About this task -> Apart from the pictures, every part of the records below gets retyped exactly.

Saved entries ->
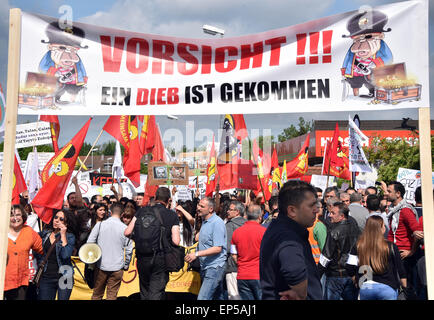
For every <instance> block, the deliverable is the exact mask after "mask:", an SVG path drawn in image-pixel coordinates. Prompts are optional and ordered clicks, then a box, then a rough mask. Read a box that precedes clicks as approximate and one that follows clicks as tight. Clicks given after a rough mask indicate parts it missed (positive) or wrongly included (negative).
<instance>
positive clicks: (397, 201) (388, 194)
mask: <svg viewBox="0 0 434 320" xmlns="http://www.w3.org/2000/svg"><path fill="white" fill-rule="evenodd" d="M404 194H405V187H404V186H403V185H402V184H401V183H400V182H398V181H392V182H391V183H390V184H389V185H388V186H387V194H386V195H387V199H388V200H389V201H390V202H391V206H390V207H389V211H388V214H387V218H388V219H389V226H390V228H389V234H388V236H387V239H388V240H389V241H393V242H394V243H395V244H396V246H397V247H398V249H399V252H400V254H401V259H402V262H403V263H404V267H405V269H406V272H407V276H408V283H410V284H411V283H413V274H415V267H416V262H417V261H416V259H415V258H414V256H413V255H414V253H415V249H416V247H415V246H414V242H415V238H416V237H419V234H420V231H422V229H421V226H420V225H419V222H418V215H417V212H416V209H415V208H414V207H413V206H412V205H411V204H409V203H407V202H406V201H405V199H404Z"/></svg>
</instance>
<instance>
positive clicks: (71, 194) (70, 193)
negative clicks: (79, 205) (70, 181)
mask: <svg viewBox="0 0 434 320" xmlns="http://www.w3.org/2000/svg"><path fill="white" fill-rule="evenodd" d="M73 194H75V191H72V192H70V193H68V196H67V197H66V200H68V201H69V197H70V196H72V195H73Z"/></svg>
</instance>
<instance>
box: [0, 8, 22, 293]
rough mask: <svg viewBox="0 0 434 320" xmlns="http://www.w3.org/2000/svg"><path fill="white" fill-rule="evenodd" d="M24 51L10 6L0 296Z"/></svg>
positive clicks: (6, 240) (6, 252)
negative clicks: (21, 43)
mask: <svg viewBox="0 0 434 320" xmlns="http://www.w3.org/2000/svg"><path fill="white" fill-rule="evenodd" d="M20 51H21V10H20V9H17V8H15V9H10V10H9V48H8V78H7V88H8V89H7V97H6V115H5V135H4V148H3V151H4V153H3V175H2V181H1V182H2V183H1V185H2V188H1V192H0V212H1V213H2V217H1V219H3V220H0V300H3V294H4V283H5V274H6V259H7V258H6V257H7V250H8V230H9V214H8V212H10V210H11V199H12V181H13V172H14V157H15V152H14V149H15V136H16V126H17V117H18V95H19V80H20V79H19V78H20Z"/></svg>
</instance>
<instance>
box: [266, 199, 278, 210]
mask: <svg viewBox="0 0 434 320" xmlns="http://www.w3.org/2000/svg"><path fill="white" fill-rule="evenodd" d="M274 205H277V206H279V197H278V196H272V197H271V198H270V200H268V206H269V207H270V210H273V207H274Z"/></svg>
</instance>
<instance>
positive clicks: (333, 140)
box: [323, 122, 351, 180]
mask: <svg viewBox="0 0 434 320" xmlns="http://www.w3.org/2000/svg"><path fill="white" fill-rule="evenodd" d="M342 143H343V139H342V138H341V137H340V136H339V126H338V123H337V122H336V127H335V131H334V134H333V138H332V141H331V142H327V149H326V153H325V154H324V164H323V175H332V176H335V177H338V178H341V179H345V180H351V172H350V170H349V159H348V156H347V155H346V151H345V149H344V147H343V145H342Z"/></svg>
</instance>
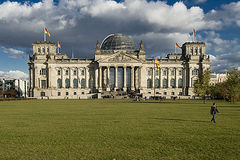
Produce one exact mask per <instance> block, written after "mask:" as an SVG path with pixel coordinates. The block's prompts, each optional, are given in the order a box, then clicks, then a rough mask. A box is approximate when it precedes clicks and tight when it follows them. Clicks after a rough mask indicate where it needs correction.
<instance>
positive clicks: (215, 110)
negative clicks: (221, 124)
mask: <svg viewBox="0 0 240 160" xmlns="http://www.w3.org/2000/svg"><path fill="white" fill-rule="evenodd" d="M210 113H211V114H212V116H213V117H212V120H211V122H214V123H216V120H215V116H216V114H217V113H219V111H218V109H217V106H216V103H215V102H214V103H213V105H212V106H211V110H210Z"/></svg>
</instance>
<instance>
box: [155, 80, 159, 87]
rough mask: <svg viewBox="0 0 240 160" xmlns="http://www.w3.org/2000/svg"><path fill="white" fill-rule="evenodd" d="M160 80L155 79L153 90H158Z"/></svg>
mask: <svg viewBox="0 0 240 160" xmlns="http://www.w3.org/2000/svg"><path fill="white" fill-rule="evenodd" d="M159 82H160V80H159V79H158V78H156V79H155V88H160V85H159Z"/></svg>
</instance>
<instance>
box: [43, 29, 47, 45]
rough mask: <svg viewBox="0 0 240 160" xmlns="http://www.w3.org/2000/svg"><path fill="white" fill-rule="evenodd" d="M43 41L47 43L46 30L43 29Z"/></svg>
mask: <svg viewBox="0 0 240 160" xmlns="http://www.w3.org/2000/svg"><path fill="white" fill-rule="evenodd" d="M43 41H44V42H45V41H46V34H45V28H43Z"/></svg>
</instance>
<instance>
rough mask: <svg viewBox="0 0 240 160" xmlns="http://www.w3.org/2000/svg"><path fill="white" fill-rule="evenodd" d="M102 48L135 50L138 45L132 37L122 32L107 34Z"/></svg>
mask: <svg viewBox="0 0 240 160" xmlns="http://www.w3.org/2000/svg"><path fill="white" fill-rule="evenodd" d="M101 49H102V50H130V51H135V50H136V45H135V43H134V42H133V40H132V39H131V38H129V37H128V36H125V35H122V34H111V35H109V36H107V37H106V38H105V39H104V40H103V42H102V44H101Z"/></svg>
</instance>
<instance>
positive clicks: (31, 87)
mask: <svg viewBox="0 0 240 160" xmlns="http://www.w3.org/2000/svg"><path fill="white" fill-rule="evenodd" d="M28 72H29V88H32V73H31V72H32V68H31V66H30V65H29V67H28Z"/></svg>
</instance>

Solved problem ->
For every <instance> block, the deliverable is the exact mask after "mask:", an SVG path drawn in image-pixel coordinates. Prompts are optional and ordered clicks, then a box, then a rough mask. Read a box that precedes clicks as approximate and one that follows clicks as tight. Clicks given after a rough mask indicate parts it missed (positive) or wrongly included (negative).
<instance>
positive clicks: (397, 201) (388, 194)
mask: <svg viewBox="0 0 434 320" xmlns="http://www.w3.org/2000/svg"><path fill="white" fill-rule="evenodd" d="M404 194H405V187H404V186H403V185H402V184H401V183H400V182H398V181H392V182H391V183H390V184H389V185H388V186H387V194H386V195H387V199H388V200H389V201H390V202H391V206H390V207H389V211H388V214H387V218H388V219H389V226H390V228H389V234H388V236H387V239H388V240H389V241H393V242H394V243H395V244H396V246H397V247H398V249H399V252H400V254H401V259H402V262H403V263H404V267H405V269H406V272H407V276H408V283H410V284H411V283H413V274H415V267H416V262H417V261H416V259H415V258H414V256H413V255H414V253H415V249H416V247H415V246H414V242H415V238H416V237H419V234H420V231H422V229H421V226H420V225H419V222H418V215H417V212H416V209H415V208H414V207H413V206H412V205H411V204H409V203H407V202H406V201H405V199H404Z"/></svg>
</instance>
<instance>
positive clicks: (71, 194) (70, 193)
negative clicks: (79, 205) (70, 181)
mask: <svg viewBox="0 0 434 320" xmlns="http://www.w3.org/2000/svg"><path fill="white" fill-rule="evenodd" d="M73 194H75V191H72V192H70V193H68V196H67V197H66V200H68V201H69V197H70V196H72V195H73Z"/></svg>
</instance>
<instance>
box: [0, 8, 22, 293]
rough mask: <svg viewBox="0 0 434 320" xmlns="http://www.w3.org/2000/svg"><path fill="white" fill-rule="evenodd" d="M24 51L10 6L0 296Z"/></svg>
positive clicks: (6, 240) (6, 252)
negative clicks: (21, 43)
mask: <svg viewBox="0 0 434 320" xmlns="http://www.w3.org/2000/svg"><path fill="white" fill-rule="evenodd" d="M20 51H21V10H20V9H17V8H15V9H10V10H9V48H8V78H7V88H8V89H7V97H6V115H5V135H4V148H3V151H4V153H3V175H2V181H1V182H2V183H1V185H2V188H1V192H0V212H1V213H2V217H1V219H3V220H0V300H3V294H4V283H5V274H6V259H7V258H6V257H7V250H8V230H9V214H8V212H10V210H11V199H12V181H13V172H14V157H15V152H14V149H15V136H16V126H17V117H18V95H19V80H20V79H19V78H20Z"/></svg>
</instance>
<instance>
box: [266, 199, 278, 210]
mask: <svg viewBox="0 0 434 320" xmlns="http://www.w3.org/2000/svg"><path fill="white" fill-rule="evenodd" d="M274 205H277V206H279V197H278V196H272V197H271V198H270V200H268V206H269V207H270V210H273V207H274Z"/></svg>
</instance>
<instance>
positive clicks: (333, 140)
box: [323, 122, 351, 180]
mask: <svg viewBox="0 0 434 320" xmlns="http://www.w3.org/2000/svg"><path fill="white" fill-rule="evenodd" d="M342 143H343V139H342V138H341V137H340V136H339V126H338V123H337V122H336V127H335V131H334V134H333V138H332V141H331V142H327V149H326V153H325V154H324V164H323V175H332V176H335V177H338V178H341V179H345V180H351V172H350V170H349V159H348V156H347V155H346V151H345V149H344V147H343V145H342Z"/></svg>
</instance>
Produce one exact mask per <instance> block, written after "mask:" as an SVG path with pixel coordinates. The block's prompts, each optional, are given in the order a box, then clicks, then a rough mask. A box is approximate when it precedes clicks and tight when it follows them. Clicks after a rough mask indicate where it needs correction.
<instance>
positive clicks: (215, 110)
negative clicks: (221, 124)
mask: <svg viewBox="0 0 240 160" xmlns="http://www.w3.org/2000/svg"><path fill="white" fill-rule="evenodd" d="M210 113H211V114H212V116H213V117H212V120H211V122H214V123H216V120H215V116H216V114H217V113H219V111H218V109H217V106H216V103H215V102H214V103H213V105H212V106H211V110H210Z"/></svg>
</instance>
<instance>
box: [155, 80, 159, 87]
rough mask: <svg viewBox="0 0 240 160" xmlns="http://www.w3.org/2000/svg"><path fill="white" fill-rule="evenodd" d="M160 80L155 79L153 90H158Z"/></svg>
mask: <svg viewBox="0 0 240 160" xmlns="http://www.w3.org/2000/svg"><path fill="white" fill-rule="evenodd" d="M159 82H160V80H159V79H158V78H156V79H155V88H160V85H159Z"/></svg>
</instance>
<instance>
box: [43, 29, 47, 45]
rough mask: <svg viewBox="0 0 240 160" xmlns="http://www.w3.org/2000/svg"><path fill="white" fill-rule="evenodd" d="M43 41L47 43L46 30L43 29Z"/></svg>
mask: <svg viewBox="0 0 240 160" xmlns="http://www.w3.org/2000/svg"><path fill="white" fill-rule="evenodd" d="M43 41H44V42H45V41H46V34H45V28H43Z"/></svg>
</instance>
<instance>
rough mask: <svg viewBox="0 0 240 160" xmlns="http://www.w3.org/2000/svg"><path fill="white" fill-rule="evenodd" d="M102 48L135 50L138 45L132 37L122 32L107 34Z"/></svg>
mask: <svg viewBox="0 0 240 160" xmlns="http://www.w3.org/2000/svg"><path fill="white" fill-rule="evenodd" d="M101 49H102V50H130V51H135V50H136V45H135V43H134V42H133V40H132V39H131V38H129V37H128V36H125V35H122V34H111V35H109V36H107V37H106V38H105V39H104V40H103V42H102V44H101Z"/></svg>
</instance>
<instance>
positive clicks: (31, 87)
mask: <svg viewBox="0 0 240 160" xmlns="http://www.w3.org/2000/svg"><path fill="white" fill-rule="evenodd" d="M28 72H29V88H32V73H31V72H32V68H31V66H30V65H29V67H28Z"/></svg>
</instance>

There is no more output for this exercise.